State insurance regulators and others are still thinking about whether states, federal agencies, someone else, or no one should put new limits on small employers’ use of stop-loss arrangements.
The Health Actuarial Task Force at the National Association of Insurance Commissioners (NAIC), Kansas City, Mo., has included a copy of a report on the topic by actuaries in the Chicago office of Milliman Inc. in a packet of materials prepared for an upcoming task force meeting.
Frank Horn, chair of one arm of the task force, the Self-Insurance Subgroup, says in a memo that the Milliman stop-loss analysis may support the idea increasing the minimum levels of risk that small employers must keep when using stop-loss coverage.
Employers that self-insure often buy stop-loss insurance — insurance for group health plans — to limit their losses. A stop-loss program might include a “specific attachment point,” or per-employee deductible, and it might also include an “aggregate attachment point,” or whole-plan deductible.
Individual states regulate use of stop-loss insurance within their borders. The NAIC has no control over states’ stop-loss rules, but it has indirect influence over the rules through a Stop-Loss Insurance Model Act that was approved in 1995. Only 3 states — Minnesota, New Hampshire and Vermont — have adopted the Stop-Loss Insurance Model as a whole, and 18 other states have implemented related laws or regulations, according to the Milliman actuaries.

____

• [WHAT YOU NEED TO DO]:
(1) Name the states that, according to the stop-loss article, have adopted the Stop-Loss Insurance Model Act as a whole.
(2) Please write what comes next in the stop-loss article, picking up after its final sentence.

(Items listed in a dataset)
____

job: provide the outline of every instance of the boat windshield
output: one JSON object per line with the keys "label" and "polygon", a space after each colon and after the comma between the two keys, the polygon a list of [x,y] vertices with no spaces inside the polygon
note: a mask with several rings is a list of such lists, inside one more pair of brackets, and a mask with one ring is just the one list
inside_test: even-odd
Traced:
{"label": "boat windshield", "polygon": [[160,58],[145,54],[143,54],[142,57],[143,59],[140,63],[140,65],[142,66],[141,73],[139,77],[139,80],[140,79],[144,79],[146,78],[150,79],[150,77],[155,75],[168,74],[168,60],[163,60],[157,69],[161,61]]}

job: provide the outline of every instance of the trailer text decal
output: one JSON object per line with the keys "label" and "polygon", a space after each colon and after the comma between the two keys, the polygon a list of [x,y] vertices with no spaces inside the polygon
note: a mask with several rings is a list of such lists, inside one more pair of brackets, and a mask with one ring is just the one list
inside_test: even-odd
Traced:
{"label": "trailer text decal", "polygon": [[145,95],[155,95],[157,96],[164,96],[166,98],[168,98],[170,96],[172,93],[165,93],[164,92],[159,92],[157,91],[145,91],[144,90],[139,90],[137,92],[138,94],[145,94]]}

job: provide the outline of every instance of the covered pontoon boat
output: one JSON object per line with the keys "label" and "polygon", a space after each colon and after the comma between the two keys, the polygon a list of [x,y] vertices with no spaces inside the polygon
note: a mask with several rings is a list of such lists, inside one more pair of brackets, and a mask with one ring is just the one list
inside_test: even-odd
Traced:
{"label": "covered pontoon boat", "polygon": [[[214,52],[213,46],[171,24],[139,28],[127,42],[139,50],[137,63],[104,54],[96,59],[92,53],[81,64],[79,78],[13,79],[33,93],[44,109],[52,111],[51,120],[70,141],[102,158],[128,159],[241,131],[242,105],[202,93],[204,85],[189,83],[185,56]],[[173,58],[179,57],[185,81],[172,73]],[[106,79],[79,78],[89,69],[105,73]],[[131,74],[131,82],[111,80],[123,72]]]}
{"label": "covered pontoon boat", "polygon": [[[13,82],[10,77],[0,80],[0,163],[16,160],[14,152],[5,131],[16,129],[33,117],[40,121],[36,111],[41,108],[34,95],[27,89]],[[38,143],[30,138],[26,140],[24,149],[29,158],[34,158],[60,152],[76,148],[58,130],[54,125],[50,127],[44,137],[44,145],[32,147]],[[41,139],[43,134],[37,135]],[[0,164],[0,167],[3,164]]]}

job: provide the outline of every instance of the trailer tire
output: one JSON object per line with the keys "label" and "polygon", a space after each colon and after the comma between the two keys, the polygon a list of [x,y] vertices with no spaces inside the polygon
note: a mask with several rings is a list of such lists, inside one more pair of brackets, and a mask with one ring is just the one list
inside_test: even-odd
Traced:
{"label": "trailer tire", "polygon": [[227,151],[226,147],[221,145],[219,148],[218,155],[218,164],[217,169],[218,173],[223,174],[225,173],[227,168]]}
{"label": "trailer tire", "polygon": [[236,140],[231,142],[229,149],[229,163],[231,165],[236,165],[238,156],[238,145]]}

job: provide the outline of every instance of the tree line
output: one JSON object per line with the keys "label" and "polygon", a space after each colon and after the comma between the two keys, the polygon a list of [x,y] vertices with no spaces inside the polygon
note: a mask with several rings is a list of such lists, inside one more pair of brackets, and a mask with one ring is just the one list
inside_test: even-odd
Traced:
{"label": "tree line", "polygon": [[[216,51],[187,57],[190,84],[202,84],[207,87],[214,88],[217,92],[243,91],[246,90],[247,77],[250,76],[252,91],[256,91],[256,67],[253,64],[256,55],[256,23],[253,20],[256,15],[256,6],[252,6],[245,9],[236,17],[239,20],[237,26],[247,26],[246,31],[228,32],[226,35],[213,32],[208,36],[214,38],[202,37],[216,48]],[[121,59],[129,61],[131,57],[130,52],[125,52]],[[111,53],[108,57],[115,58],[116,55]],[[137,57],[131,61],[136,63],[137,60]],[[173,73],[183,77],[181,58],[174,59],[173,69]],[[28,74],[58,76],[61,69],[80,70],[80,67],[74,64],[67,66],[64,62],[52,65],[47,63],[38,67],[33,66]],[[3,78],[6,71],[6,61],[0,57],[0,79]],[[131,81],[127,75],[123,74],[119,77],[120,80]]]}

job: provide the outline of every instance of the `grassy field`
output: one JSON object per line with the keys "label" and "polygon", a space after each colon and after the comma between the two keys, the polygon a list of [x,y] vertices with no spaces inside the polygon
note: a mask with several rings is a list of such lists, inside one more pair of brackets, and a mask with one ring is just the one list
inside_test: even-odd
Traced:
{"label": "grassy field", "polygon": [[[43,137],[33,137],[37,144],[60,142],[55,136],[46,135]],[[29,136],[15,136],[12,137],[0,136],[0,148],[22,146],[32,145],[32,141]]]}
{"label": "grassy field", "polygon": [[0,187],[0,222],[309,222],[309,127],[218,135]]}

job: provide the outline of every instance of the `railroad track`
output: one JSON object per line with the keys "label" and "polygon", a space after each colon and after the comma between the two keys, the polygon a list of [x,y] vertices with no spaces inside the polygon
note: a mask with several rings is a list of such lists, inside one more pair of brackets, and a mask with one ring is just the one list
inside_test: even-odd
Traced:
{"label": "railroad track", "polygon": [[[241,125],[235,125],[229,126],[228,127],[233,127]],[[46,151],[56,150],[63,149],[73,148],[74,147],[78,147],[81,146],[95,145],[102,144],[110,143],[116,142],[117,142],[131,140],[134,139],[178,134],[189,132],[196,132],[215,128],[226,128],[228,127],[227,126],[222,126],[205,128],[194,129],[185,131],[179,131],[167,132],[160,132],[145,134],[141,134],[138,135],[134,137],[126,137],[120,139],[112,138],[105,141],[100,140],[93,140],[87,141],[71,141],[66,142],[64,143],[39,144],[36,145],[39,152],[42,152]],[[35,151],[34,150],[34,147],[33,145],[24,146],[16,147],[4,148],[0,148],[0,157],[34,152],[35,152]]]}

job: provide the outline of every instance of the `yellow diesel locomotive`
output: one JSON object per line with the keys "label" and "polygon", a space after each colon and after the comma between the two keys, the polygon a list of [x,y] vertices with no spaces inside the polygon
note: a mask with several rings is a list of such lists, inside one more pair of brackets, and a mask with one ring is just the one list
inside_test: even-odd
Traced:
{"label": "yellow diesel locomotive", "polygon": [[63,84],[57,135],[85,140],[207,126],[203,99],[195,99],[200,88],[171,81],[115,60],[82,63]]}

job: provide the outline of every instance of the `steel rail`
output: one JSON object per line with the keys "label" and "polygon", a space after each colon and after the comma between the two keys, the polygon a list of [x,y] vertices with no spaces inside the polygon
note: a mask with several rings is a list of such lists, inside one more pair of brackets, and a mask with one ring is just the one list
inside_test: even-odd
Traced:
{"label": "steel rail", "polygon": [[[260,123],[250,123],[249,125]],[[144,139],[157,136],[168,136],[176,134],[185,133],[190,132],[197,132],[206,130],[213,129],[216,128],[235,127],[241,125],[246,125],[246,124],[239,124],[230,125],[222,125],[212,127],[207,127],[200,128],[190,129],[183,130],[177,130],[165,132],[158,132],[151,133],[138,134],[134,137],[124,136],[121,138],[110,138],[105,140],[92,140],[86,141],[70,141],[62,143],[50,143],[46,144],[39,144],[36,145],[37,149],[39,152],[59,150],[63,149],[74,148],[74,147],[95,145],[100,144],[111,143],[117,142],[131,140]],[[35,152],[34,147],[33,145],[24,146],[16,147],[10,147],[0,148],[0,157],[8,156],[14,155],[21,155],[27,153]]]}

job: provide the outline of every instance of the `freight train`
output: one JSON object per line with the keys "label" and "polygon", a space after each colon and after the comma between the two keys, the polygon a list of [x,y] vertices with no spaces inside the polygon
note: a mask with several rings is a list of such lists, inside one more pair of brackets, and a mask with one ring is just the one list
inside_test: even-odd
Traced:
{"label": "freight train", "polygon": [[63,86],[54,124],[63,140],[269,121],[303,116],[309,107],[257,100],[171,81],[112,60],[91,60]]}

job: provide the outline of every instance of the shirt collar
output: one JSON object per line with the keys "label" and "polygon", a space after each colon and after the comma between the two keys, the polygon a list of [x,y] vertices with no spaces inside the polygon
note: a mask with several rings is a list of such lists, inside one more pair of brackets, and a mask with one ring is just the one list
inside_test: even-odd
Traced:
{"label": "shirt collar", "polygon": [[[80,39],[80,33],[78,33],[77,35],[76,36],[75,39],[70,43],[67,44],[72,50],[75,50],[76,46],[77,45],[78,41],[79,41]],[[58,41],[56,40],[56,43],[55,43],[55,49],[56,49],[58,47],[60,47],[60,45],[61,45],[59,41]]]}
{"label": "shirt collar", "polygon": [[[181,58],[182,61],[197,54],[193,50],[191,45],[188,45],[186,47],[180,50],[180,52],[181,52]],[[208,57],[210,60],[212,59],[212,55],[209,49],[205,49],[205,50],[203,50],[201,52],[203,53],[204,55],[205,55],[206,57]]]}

____

• [ANSWERS TO THE TASKS]:
(1) Minnesota, New Hampshire and Vermont.

(2)
For an employer group with 50 or fewer people in it, the Self-Insurance Subgroup thinks the minimum recommended per-employee deductible should increase to $60,000, from $20,000 today, Horn says.
The subgroup thinks the recommended minimum whole-plan deductible should increase to $15,000 times the number of people in the plan, from $4,000 times the number of people in the plan today, Horn says.
The Employee Retirement Income Security Act (ERISA) has exempted self-insured plans from the state benefits requirements that apply to fully insured group health plans. The Patient Protection and Affordable Care Act of 2010 (PPACA) now exempts self-insured plans from having to meet many of the new PPACA requirements.
Some PPACA watchers have suggested that small employers may try to use self-insured plans and stop-loss programs with low attachment points to avoid having to comply with PPACA.